**What the task requires:** Could you update the passage on the sacrifice of the Mass from "On this point, I" to "Our consent.", replacing "physical" with "material"?

Objection 3. Malachi 1:11: The prophet foretells of a clean sacrifice that shall be in the New Testament, and that (say they) is the sacrifice of the Mass. Answer: This place must be understood of a spiritual sacrifice, as we shall plainly perceive if we compare it with 1 Timothy 2:8, where the meaning of the prophet is fitly expounded. I will (says Paul) that men pray in all places, lifting up pure hands without wrath or doubting. And this is the clean sacrifice of the Gentiles. Justin Martyr says that supplications and thanksgivings are the only perfect sacrifices pleasing God, and that Christians have learned to offer them alone. Tertullian says: We sacrifice for the health of the emperor, as God has commanded, with pure prayer. Irenaeus says that this clean offering to be offered in every place is the prayers of the saints.
Objection 4. Hebrews 13:10: We have an altar, of which they may not eat who serve in the tabernacle. Now (say they) if we have an altar, then we must needs have a priest and also a real sacrifice. Answer: Here is meant not a bodily but a spiritual altar, because the altar is opposed to the material Tabernacle. What is meant thereby is expressed in the next verse, in which he proves that we have an altar: The bodies of the beasts, whose blood was brought into the holy place by the high priest for sin, were burned outside the camp — so Christ Jesus, that he might sanctify the people with his own blood, suffered outside the gate. Now lay the proof to the thing proved, and we must needs understand Christ himself, who was both the altar, the priest, and the sacrifice.
Objection 5. Lastly, they say: where there is alteration both of law and covenant, there must needs be a new priest and a new sacrifice. But in the New Testament there is alteration both of law and covenant, and therefore there is both new priest and new sacrifice. Answer: All may be granted — in the New Testament there is both new priest and sacrifice, yet not any Popish priest, but only Christ himself both God and man. The sacrifice also is Christ as he is man, and the altar is Christ as he is God, who in the New Testament offered himself a sacrifice to his Father for the sins of the world. For though he was the Lamb of God slain from the beginning of the world in regard of the purpose of God, in regard of the value of his merit, and in regard of faith which makes things to come as present, yet was he not actually offered until the fullness of time came. And once offering himself, he remains a priest forever, and all other priests beside him are superfluous, his one offering once offered being all-sufficient.
On this point, I will first explain what is meant by the word 'sacrifice.' A sacrifice may be understood in the proper or improper sense. In the proper sense, it is a solemn and sacred action in which a person offers and consecrates some outward, physical thing to God in order to honor and please Him. In this sense, all the sacrifices of the Old Testament and the offering of Christ on the cross in the New Testament are sacrifices. In the improper sense — that is, only by way of resemblance — the duties of the moral law are also called sacrifices. In addressing this question, I will use the word 'sacrifice' in both its proper sense and in the improper, figurative sense.
Our consent.

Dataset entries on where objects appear

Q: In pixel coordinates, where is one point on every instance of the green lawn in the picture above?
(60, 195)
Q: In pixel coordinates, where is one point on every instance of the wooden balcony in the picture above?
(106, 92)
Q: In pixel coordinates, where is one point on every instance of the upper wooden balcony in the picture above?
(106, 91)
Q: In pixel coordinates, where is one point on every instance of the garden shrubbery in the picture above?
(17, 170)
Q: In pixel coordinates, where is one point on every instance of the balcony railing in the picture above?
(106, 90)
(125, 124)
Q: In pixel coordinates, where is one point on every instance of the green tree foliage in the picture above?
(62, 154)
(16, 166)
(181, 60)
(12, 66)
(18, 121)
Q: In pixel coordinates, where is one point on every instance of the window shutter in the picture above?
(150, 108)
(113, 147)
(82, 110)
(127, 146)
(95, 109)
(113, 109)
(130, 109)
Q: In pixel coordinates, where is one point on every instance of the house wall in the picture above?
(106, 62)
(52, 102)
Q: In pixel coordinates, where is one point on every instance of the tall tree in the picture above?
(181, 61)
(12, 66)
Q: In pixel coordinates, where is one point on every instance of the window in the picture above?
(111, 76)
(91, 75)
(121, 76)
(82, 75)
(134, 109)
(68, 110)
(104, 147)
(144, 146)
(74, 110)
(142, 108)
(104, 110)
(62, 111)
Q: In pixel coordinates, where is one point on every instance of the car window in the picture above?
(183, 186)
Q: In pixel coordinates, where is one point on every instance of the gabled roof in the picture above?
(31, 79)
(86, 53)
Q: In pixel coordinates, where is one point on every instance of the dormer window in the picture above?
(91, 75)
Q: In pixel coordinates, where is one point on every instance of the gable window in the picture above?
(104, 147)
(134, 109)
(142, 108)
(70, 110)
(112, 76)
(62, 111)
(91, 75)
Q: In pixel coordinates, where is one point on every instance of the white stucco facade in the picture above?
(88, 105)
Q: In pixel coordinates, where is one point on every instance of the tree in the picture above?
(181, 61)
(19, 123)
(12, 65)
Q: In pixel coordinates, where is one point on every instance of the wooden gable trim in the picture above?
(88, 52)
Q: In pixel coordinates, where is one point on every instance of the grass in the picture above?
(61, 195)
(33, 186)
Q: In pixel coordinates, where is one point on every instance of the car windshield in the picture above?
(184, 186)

**Solution to this problem:**
On this point, I will first explain what is meant by the word 'sacrifice.' A sacrifice may be understood in the proper or improper sense. In the proper sense, it is a solemn and sacred action in which a person offers and consecrates some outward, material thing to God in order to honor and please Him. In this sense, all the sacrifices of the Old Testament and the offering of Christ on the cross in the New Testament are sacrifices. In the improper sense — that is, only by way of resemblance — the duties of the moral law are also called sacrifices. In addressing this question, I will use the word 'sacrifice' in both its proper sense and in the improper, figurative sense.
Our consent.